* [WHAT TO PRODUCE] Show every line in the items below that contains the string "stem".

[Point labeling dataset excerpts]
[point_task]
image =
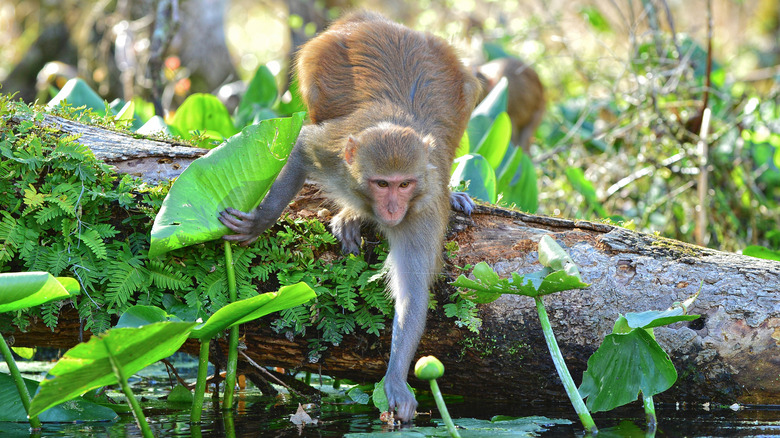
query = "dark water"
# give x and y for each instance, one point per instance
(259, 416)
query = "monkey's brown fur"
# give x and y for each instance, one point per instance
(525, 95)
(389, 107)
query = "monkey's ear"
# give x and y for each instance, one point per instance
(349, 150)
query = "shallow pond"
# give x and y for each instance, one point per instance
(261, 416)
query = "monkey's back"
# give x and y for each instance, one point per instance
(365, 60)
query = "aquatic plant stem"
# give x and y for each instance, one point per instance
(200, 385)
(138, 412)
(24, 395)
(563, 372)
(232, 364)
(652, 421)
(445, 414)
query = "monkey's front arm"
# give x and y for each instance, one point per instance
(249, 226)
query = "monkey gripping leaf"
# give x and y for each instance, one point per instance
(238, 173)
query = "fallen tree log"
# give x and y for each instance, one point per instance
(729, 355)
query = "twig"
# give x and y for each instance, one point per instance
(276, 379)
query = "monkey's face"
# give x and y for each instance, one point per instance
(391, 196)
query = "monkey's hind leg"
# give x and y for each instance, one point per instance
(461, 201)
(346, 227)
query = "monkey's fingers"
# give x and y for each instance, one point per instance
(242, 239)
(462, 202)
(241, 227)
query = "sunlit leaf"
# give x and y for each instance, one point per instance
(86, 366)
(554, 257)
(236, 174)
(77, 410)
(250, 309)
(517, 182)
(761, 252)
(155, 125)
(657, 318)
(24, 352)
(77, 93)
(19, 290)
(141, 315)
(481, 177)
(495, 143)
(624, 365)
(260, 95)
(202, 113)
(235, 313)
(581, 184)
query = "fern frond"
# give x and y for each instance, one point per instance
(50, 313)
(123, 280)
(92, 239)
(47, 213)
(105, 231)
(166, 276)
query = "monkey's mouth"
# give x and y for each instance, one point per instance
(391, 219)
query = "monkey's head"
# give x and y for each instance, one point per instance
(389, 164)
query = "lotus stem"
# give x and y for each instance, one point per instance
(138, 412)
(24, 395)
(232, 363)
(200, 385)
(563, 371)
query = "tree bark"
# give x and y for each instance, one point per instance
(729, 355)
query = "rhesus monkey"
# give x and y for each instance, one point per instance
(525, 95)
(389, 106)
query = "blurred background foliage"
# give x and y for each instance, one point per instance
(626, 83)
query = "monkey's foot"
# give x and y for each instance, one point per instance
(401, 399)
(462, 202)
(346, 228)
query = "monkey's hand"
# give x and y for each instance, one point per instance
(247, 226)
(346, 227)
(401, 399)
(461, 201)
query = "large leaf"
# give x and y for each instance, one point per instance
(517, 182)
(86, 366)
(236, 174)
(77, 93)
(77, 410)
(477, 171)
(494, 144)
(249, 309)
(624, 365)
(20, 290)
(203, 113)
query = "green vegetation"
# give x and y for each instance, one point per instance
(629, 361)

* [REPLY TO THE TASK]
query = "aquatic plant stem"
query = "lotus stem"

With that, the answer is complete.